**Requirement:** Locate each line in the recorded data below that contains the word "wooden" and copy all of those lines.

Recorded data
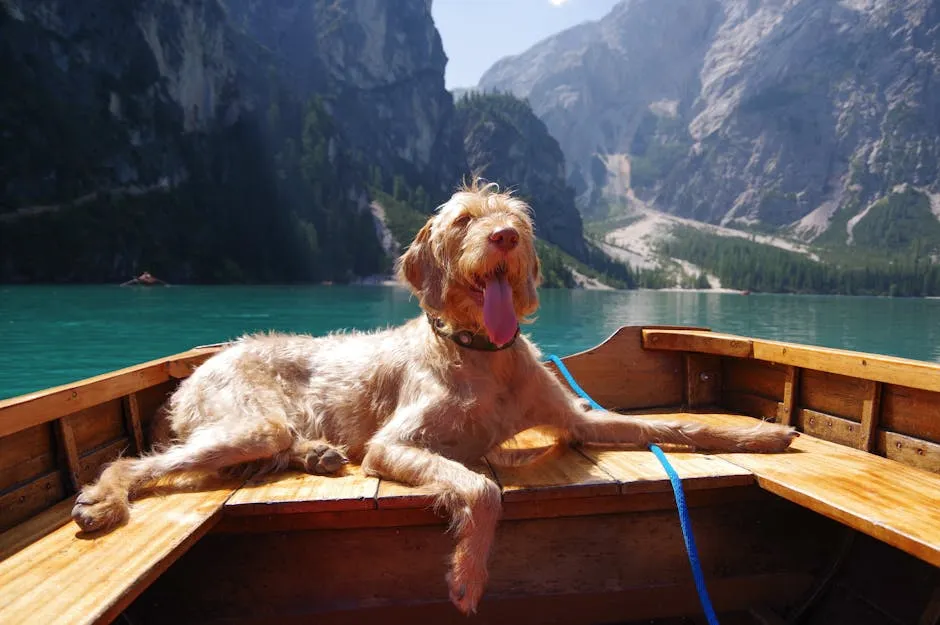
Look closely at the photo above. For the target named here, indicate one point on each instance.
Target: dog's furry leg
(105, 504)
(472, 501)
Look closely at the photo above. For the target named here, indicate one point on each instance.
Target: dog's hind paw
(464, 594)
(318, 457)
(92, 514)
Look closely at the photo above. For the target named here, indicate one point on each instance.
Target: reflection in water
(53, 335)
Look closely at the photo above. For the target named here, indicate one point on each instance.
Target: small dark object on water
(145, 279)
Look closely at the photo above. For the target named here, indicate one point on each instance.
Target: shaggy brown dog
(413, 403)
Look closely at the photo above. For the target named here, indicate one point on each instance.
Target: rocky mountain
(213, 140)
(816, 117)
(506, 143)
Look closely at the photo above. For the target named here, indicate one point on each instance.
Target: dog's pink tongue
(499, 316)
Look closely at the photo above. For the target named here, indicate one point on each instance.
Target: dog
(415, 403)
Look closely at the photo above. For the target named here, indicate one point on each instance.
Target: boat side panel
(749, 551)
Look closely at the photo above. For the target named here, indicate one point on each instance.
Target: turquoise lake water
(52, 335)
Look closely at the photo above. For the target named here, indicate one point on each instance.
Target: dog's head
(474, 265)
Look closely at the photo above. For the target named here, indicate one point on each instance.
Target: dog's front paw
(319, 458)
(94, 511)
(768, 438)
(465, 590)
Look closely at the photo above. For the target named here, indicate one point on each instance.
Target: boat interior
(842, 528)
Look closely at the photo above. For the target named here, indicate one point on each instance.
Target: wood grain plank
(19, 413)
(19, 536)
(754, 405)
(619, 374)
(69, 451)
(388, 566)
(133, 422)
(98, 425)
(745, 375)
(641, 472)
(910, 411)
(834, 394)
(293, 491)
(70, 578)
(90, 463)
(26, 455)
(887, 369)
(703, 380)
(871, 410)
(697, 341)
(395, 495)
(24, 501)
(791, 395)
(892, 502)
(828, 427)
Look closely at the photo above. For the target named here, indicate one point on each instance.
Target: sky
(477, 33)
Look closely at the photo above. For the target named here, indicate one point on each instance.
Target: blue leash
(685, 520)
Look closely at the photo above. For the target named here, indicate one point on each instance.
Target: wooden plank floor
(67, 577)
(571, 474)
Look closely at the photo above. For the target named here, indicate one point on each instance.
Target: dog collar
(468, 339)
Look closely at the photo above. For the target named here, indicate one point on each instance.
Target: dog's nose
(506, 239)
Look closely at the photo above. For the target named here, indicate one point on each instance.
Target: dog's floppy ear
(420, 270)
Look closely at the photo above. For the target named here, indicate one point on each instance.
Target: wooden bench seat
(52, 574)
(887, 500)
(886, 369)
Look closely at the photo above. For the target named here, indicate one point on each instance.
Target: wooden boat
(145, 279)
(843, 528)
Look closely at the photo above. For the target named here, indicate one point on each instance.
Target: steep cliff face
(212, 139)
(795, 113)
(508, 144)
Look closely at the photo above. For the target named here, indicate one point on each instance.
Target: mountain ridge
(786, 114)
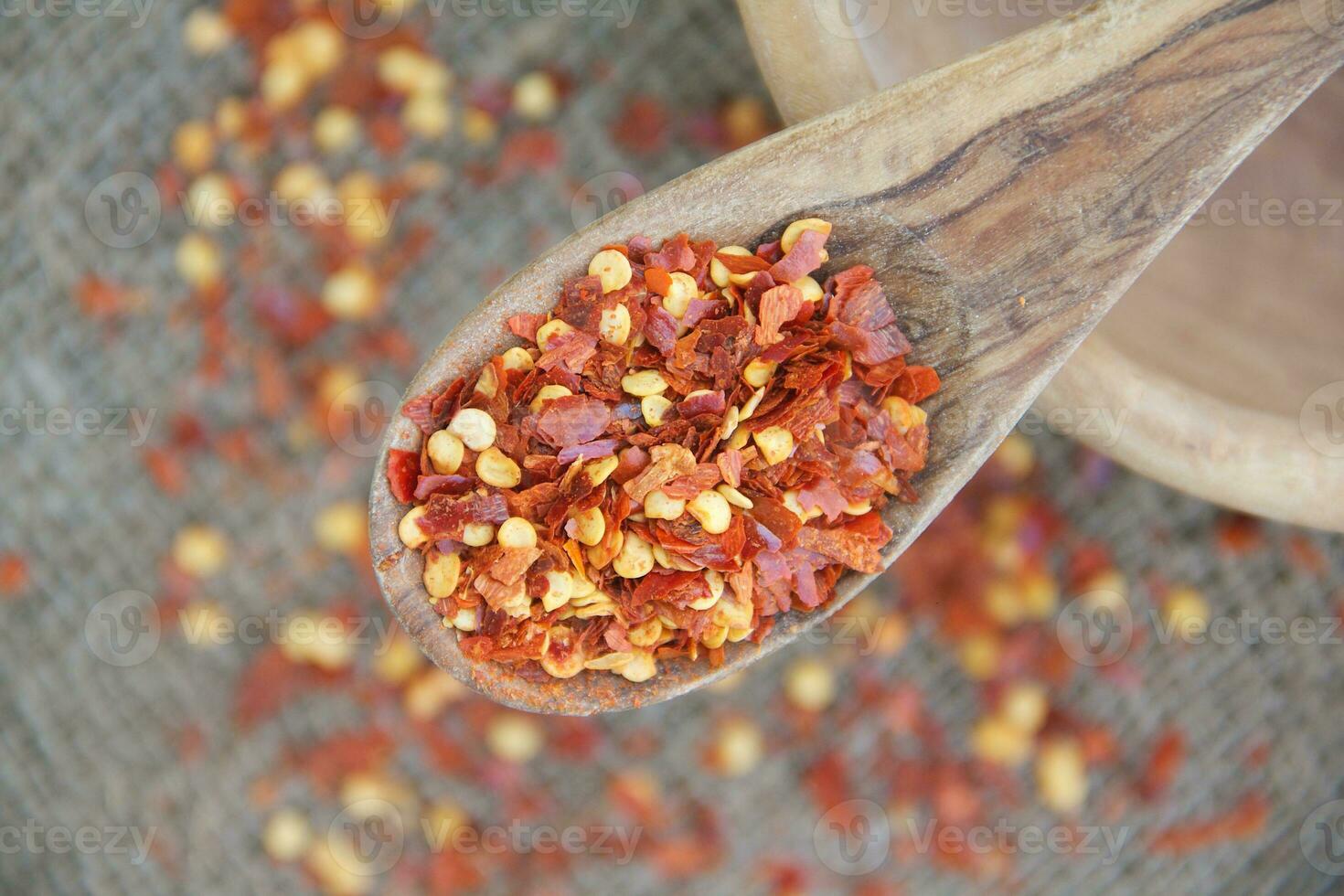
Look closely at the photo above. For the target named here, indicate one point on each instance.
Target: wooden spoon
(1006, 202)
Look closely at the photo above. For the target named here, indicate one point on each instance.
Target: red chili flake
(572, 420)
(730, 466)
(1243, 821)
(641, 125)
(835, 363)
(572, 349)
(675, 255)
(589, 452)
(402, 475)
(431, 485)
(804, 258)
(14, 574)
(742, 263)
(778, 306)
(1163, 766)
(917, 383)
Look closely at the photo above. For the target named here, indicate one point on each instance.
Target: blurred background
(233, 231)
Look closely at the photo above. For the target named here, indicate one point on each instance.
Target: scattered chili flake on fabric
(695, 440)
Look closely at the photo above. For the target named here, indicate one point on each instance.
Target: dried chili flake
(666, 500)
(402, 475)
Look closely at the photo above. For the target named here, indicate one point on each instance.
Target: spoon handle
(1051, 168)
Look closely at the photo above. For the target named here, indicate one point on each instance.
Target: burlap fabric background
(85, 743)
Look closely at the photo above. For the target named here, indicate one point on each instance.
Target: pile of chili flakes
(715, 441)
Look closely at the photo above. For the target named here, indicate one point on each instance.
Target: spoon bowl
(1004, 202)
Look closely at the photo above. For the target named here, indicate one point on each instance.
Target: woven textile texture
(157, 747)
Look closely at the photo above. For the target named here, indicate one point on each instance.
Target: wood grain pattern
(1004, 202)
(1200, 374)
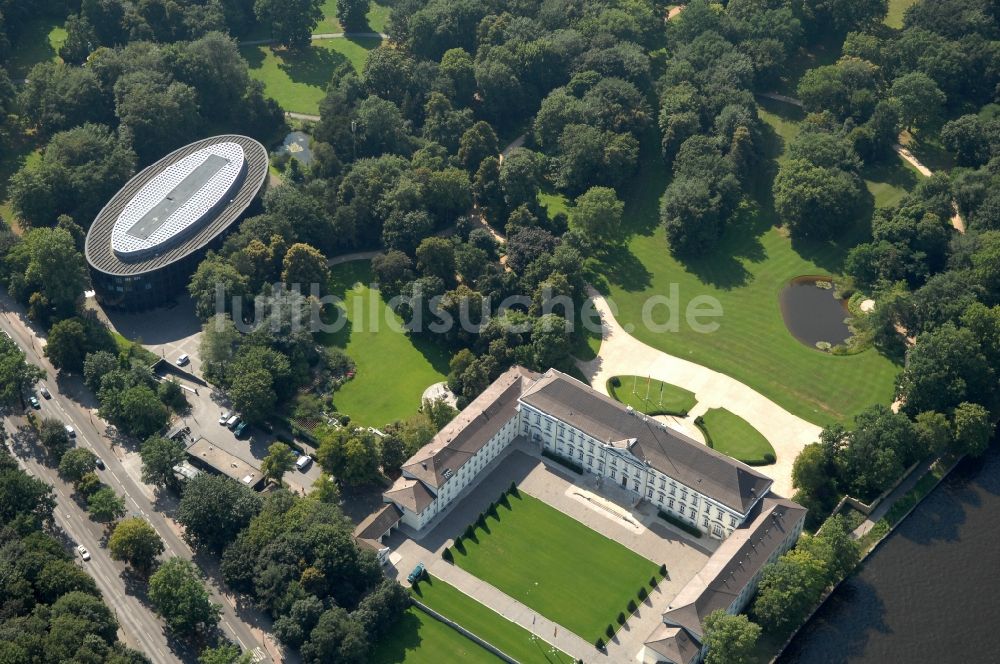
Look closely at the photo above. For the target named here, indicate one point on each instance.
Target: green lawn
(297, 81)
(894, 19)
(419, 639)
(556, 566)
(733, 436)
(40, 41)
(653, 397)
(393, 368)
(745, 274)
(378, 15)
(486, 623)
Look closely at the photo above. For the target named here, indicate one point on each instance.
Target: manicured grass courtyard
(298, 80)
(393, 368)
(486, 623)
(733, 436)
(650, 396)
(419, 639)
(555, 565)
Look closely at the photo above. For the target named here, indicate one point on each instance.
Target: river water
(930, 593)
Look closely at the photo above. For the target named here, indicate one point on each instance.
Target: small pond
(813, 313)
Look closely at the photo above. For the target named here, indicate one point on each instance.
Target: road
(242, 624)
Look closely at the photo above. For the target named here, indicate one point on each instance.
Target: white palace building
(724, 498)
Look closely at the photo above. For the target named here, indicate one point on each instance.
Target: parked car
(416, 574)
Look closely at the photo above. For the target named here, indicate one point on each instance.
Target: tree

**Result of this task:**
Target: wooden plank floor
Target: wooden bench seat
Target: wooden boat
Target: wooden spoon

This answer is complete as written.